Exercise goal: Given the entries below, please return each one exactly.

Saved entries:
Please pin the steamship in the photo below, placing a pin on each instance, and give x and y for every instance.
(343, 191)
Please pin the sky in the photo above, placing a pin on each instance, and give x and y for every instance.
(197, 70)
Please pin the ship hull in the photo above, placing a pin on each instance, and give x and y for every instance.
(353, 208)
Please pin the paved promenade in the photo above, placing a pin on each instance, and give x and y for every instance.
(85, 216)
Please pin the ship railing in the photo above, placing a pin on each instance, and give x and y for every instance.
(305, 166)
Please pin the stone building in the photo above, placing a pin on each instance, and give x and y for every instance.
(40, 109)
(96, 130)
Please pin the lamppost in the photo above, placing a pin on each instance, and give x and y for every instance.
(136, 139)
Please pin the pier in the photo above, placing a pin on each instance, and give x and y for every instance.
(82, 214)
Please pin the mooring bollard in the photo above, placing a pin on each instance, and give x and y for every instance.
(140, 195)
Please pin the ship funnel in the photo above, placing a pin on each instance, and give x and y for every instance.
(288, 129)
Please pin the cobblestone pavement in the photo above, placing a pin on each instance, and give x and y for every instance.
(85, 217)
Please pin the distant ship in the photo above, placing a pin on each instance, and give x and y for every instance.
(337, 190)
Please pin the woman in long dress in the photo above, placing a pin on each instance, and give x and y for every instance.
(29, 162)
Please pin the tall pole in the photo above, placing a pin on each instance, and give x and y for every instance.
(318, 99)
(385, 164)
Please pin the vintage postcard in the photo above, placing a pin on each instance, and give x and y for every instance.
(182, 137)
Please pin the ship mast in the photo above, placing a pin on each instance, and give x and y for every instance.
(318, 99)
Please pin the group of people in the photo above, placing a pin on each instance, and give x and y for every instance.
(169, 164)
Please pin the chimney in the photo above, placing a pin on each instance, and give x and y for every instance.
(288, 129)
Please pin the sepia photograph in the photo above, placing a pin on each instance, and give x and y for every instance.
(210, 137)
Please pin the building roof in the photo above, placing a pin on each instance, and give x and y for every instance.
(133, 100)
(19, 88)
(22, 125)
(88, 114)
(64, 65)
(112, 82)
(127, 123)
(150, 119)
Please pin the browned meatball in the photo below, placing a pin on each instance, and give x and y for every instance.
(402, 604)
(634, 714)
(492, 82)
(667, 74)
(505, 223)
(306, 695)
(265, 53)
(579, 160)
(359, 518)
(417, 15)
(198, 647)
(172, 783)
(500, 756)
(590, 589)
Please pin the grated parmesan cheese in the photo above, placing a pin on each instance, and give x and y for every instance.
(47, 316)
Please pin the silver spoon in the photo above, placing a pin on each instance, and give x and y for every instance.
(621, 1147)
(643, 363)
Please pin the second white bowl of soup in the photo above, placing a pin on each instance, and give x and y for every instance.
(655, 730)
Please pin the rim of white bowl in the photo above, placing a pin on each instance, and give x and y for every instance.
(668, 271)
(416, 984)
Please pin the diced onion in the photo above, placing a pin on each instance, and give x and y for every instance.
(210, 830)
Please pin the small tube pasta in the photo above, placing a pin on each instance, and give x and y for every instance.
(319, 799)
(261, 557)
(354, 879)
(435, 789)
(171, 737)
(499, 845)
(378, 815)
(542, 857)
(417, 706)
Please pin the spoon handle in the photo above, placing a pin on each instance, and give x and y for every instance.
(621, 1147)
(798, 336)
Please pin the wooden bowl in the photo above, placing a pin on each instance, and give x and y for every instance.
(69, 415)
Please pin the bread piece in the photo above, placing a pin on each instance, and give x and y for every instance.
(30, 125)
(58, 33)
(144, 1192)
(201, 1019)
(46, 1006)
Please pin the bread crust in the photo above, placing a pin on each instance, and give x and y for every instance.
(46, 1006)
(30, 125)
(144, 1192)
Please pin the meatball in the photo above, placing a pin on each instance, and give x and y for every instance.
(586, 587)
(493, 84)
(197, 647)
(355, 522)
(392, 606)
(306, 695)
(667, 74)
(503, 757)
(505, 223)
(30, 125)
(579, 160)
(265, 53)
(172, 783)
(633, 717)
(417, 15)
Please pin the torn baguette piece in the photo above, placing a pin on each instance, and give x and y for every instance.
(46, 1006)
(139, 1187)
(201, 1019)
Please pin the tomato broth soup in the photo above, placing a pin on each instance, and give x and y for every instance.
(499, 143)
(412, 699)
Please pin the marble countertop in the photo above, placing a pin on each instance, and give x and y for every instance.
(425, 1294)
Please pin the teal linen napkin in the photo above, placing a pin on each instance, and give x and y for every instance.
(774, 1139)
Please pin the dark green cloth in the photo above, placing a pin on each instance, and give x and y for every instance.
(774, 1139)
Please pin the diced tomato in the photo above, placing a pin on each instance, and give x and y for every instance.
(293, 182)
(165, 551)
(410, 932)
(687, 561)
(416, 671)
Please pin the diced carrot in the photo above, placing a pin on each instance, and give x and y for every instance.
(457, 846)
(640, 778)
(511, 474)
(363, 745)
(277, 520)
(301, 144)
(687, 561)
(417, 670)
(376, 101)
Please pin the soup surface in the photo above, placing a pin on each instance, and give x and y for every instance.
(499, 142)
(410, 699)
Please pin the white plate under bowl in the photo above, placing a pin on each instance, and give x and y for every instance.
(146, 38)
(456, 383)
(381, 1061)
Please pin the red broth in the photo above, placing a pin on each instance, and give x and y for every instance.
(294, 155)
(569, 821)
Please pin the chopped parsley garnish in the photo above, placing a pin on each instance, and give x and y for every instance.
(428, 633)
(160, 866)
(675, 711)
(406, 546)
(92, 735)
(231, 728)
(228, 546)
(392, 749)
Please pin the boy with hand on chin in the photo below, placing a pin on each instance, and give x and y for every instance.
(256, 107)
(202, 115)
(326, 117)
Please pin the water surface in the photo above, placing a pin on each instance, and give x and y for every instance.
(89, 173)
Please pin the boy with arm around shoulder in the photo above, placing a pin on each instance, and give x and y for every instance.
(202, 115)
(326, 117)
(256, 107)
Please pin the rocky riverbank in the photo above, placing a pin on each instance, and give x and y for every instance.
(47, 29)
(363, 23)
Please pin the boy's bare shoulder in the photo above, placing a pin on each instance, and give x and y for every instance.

Task answer:
Please pin the steamship in the photo below, placing a pin on each instance, and give x and y for every instance.
(343, 191)
Please pin the sky in the photo above, placing a pin on each instance, and give x and y for every instance.
(197, 70)
Please pin the ship hull in the photo above, placing a pin on each instance, and give x and y for every instance.
(353, 208)
Please pin the paved promenade in the photo above, placing a pin on each instance, and give x and y for every instance.
(85, 216)
Please pin the ship railing in the photo above, placing a pin on each instance, and give x and y for every instance.
(305, 166)
Please pin the stone building in the photo above, placing a pin on each instance, and give x and y for every instance.
(40, 109)
(96, 130)
Please pin the lamppost in the photo above, placing a pin on each instance, and give x and y for every instance.
(136, 139)
Please pin the pier in the photo above, placing a pin on each instance, and give x and y for every instance.
(82, 214)
Please pin the mooring bollard in the photo above, placing a pin on each instance, and give x and y for every instance.
(140, 195)
Please pin the ship funnel in the photo above, placing a pin on each instance, and give x and y for every instance.
(288, 129)
Please pin the cobblestone pavement in the photo above, placing a pin on each instance, and give x and y for every instance.
(85, 217)
Please pin the distant ship in the photo above, placing a pin on each instance, and give x and y for every instance.
(337, 190)
Please pin the woman in long dress in the photo above, placing a pin on each instance, and give x and y for every instance.
(29, 162)
Please pin the tall pole in the photo above, placing a pin on each instance, and give x and y for every instance.
(318, 99)
(385, 164)
Please pin the vintage postcard in the photo above, placing a pin on each instance, and give x and y for every instance.
(182, 137)
Please pin the ship mast in the photo above, placing a pin on each instance, and give x and y for every instance.
(318, 99)
Please pin the group of people in the photo above, placing a pin on each instance, and give x and y for every instance.
(169, 164)
Please pin the chimney in the photo above, placing a pin on each instance, and give x and y for every instance.
(288, 129)
Please pin the sepia photograph in the photo above, placing a pin on each instance, and give x and y for every instance.
(210, 137)
Please pin the building roof in the photo above, placing a pin on each instance, and give x and y for every instance.
(133, 100)
(19, 88)
(22, 125)
(88, 114)
(64, 65)
(112, 82)
(127, 123)
(150, 119)
Please pin the browned meatball in the photo below, placing a pin on each instance, and give x and y for every instance.
(402, 604)
(634, 714)
(492, 82)
(667, 74)
(505, 223)
(306, 695)
(265, 53)
(579, 160)
(359, 518)
(417, 15)
(198, 647)
(172, 783)
(500, 756)
(590, 589)
Please pin the grated parmesan cheese in the photo above, placing a pin on each instance, and give x and y for every instance.
(47, 316)
Please pin the silver spoon in the photo above, placing a pin on each instance, and give x and y for every instance.
(621, 1147)
(643, 363)
Please pin the second white bowl of soup in the photo above, placing a pin on each instance, and give x and y for every instance.
(655, 730)
Please pin the rim of white bowl in the photo above, placing a pin on each instance, and give x and y for every instance.
(668, 271)
(416, 984)
Please pin the diced onion in the photo above, placing a pin on each instance, and give x and y for every instance.
(210, 830)
Please pin the small tube pasta in the photo above, placing a pin on each instance, and give x and y for every instance.
(319, 799)
(261, 557)
(354, 879)
(435, 789)
(171, 737)
(499, 845)
(378, 815)
(542, 857)
(417, 706)
Please pin the spoon handle in the photo above, placing a pin on each instance, and give x and y for every instance.
(621, 1147)
(798, 336)
Please pin the wooden bowl in the photo above, placing a pin on each instance, and give x and y for every instance.
(69, 415)
Please pin the bread piece in the photo above, placing a pin on each instance, and give x and y for every instance.
(30, 125)
(58, 33)
(144, 1192)
(201, 1019)
(46, 1006)
Please pin the bread crust in the photo above, placing a pin on each instance, and give x and y for every instance.
(46, 1006)
(30, 125)
(144, 1192)
Please pin the meatball in the photo above, placing a pin on each instance, and give x and y for every instance.
(586, 587)
(493, 84)
(197, 647)
(355, 522)
(392, 606)
(306, 695)
(667, 74)
(503, 757)
(505, 223)
(30, 125)
(579, 160)
(265, 53)
(172, 783)
(633, 717)
(417, 15)
Please pin the torn baguette piece in the photo above, placing a pin on each instance, and give x and y for every instance.
(46, 1006)
(139, 1187)
(201, 1019)
Please pin the tomato broth soup in the photo above, placing a pin on each instance, and give x and y for every instance.
(499, 143)
(412, 699)
Please pin the marble countertop in the photo above, placing a pin on each instance, and give x and y for every instance.
(425, 1294)
Please pin the teal linen napkin in the photo above, placing a pin on each instance, and give x and y for every instance.
(774, 1139)
Please pin the dark green cloth in the photo above, placing a pin on each instance, and give x and y for every instance.
(774, 1139)
Please pin the diced tomato in the photo above, placing a pin on each instance, and give x and y for every instance.
(293, 182)
(165, 551)
(410, 932)
(687, 561)
(416, 671)
Please pin the diced carrot in the photo above, placing a pin on each instance, and give x and y for every instance.
(457, 846)
(640, 778)
(511, 474)
(363, 745)
(277, 520)
(301, 144)
(687, 561)
(417, 670)
(376, 101)
Please pin the soup surface in the photo above, placing a pin on each instance, and give x and y for every instance.
(499, 142)
(410, 699)
Please pin the white plate under bowl in the photo above, placing a pin on each instance, and give x and y for every instance.
(146, 38)
(456, 383)
(381, 1061)
Please pin the red broth in the photo above, placing a pin on each instance, and give x and y for every instance.
(294, 155)
(569, 821)
Please pin the chopped parsley garnish in the photo above, placing a pin on each instance, and give x and y for every instance.
(428, 633)
(160, 866)
(675, 711)
(406, 546)
(92, 735)
(231, 728)
(228, 546)
(392, 749)
Please pin the boy with hand on chin in the photo below, placing a pin on each instance, and give x and y for every instance.
(256, 107)
(202, 115)
(326, 117)
Please pin the water surface in the photo above, placing a pin on each instance, and give x and y for every instance.
(89, 173)
Please pin the boy with arm around shoulder in the photo above, placing a pin on each instance, and give x and y for every instance.
(202, 115)
(326, 117)
(256, 107)
Please pin the rocky riverbank in the photo above, placing a pin on each instance, and give x and y for every instance.
(47, 29)
(363, 23)
Please pin the boy's bare shoulder in the photo above, placing a pin on each instance, and give x and y for every instance.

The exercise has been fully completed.